***** SUPPLIED RECORDS *****
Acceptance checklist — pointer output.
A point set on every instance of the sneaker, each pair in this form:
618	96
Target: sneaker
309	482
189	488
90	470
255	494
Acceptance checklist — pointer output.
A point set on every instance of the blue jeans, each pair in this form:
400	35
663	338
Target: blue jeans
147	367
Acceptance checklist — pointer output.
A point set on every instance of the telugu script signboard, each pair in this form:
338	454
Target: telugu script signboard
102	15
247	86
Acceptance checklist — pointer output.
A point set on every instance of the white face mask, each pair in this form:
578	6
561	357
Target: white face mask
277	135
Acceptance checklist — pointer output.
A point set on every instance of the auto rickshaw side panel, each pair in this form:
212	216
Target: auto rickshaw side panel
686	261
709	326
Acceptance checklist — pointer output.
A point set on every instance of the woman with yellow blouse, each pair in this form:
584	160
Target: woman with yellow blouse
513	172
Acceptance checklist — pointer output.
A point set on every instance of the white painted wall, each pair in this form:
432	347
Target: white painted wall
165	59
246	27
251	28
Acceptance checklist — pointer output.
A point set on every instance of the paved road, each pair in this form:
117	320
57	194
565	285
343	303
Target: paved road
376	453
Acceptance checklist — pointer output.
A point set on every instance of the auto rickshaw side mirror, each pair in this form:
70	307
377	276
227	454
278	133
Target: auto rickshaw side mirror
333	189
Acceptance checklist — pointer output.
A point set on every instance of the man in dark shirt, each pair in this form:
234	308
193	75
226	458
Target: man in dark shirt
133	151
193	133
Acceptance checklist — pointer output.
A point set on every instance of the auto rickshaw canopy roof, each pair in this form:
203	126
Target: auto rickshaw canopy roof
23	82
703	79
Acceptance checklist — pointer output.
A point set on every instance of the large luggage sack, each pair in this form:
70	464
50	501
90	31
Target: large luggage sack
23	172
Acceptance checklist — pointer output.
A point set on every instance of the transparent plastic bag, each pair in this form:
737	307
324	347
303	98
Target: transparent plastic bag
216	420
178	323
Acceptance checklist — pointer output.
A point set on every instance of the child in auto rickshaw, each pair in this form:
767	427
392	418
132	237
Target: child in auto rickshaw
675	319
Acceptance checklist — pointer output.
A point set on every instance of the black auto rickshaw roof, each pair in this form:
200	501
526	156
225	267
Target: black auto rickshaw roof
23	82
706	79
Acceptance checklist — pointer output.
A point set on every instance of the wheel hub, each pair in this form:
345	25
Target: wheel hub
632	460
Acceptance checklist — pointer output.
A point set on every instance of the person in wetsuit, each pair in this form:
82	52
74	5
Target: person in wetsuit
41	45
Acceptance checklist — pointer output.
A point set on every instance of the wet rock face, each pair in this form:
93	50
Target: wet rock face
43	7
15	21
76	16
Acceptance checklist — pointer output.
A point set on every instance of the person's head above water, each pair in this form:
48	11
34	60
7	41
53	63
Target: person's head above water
*****
- REQUIRED WORK
Your task is to transcribe the listing above in full, exactly as given.

- COMPLETED EXERCISE
Acceptance checklist — pointer output.
A point set on every instance of the sneaker, each pair in this form:
618	96
Target: sneaker
309	482
189	488
90	470
255	494
Acceptance checklist — pointer output.
A point set on every instance of the blue jeans, each pair in this form:
400	35
663	338
Target: blue jeans
147	367
Acceptance checklist — pointer output.
A point set on every instance of the telugu script signboard, each pair in this form:
338	454
Target: telugu script signboard
102	15
247	86
Acceptance checklist — pointer output.
A point set on every instance of the white face mask, each pair in this form:
578	6
561	357
Target: white face mask
277	135
Acceptance checklist — pointer output.
A point set on every instance of the auto rickshaw side panel, each pair in this form:
212	216
Target: auto rickshaw side panel
686	261
709	326
Acceptance checklist — pointer output.
A point set on every instance of the woman with yellow blouse, each pair in this form:
584	160
Target: woman with yellow blouse
513	172
Acceptance checklist — pointer output.
A point set on every instance of the white painted wall, each pair in this form:
432	347
Target: white painted wall
165	59
246	27
251	28
Acceptance checklist — pointer output.
A point set on every instance of the paved road, each pair in this form:
117	320
57	194
565	285
343	303
Target: paved road
376	453
Acceptance checklist — pointer output.
A point set on every instance of the auto rickshaw side mirror, each pair in this form:
70	307
377	276
227	454
278	133
Target: auto rickshaw side mirror
333	189
Acceptance checklist — pointer output.
A point set on every instance of the man in dark shirt, each pair in this form:
234	308
193	75
226	458
Target: man in dark shirt
133	151
193	133
Acceptance checklist — pointer output.
A point set on every instance of the auto rickshaw canopy roof, each pair in this form:
203	126
Target: auto rickshaw canopy roof
23	82
703	79
Acceptance checklist — pointer output.
A point set on every instance of the large luggage sack, each pair in this form:
70	464
50	501
90	31
Target: large luggage sack
23	172
Acceptance checklist — pointer output.
A point set on every instance of the transparent plastic bag, each pair in this form:
737	307
324	347
303	98
Target: transparent plastic bag
216	420
178	323
Acceptance checklist — pointer output.
A point set on every instance of the child in auto rickshaw, each pair in this form:
767	427
392	418
132	237
Target: child in auto rickshaw
675	319
Acceptance checklist — pointer output.
A point set on every instance of the black auto rickshaw roof, each pair in this form:
200	501
526	156
225	267
Target: black auto rickshaw roof
23	82
706	79
Acceptance checklist — pointer output.
A point set on every instance of the wheel hub, each pair in this form:
345	25
Target: wheel hub
632	460
Acceptance checklist — pointer output.
A point set on every instance of the person in wetsuit, each pair in this form:
82	52
74	5
Target: person in wetsuit
41	45
Acceptance checklist — pointer output.
A point set on every instance of the wet rock face, each pair in this form:
93	50
Target: wet rock face
43	7
15	21
76	16
Acceptance checklist — pointer output.
A point set on every instance of the person's head above water, each pair in this form:
48	11
34	60
7	41
53	63
Target: person's head above water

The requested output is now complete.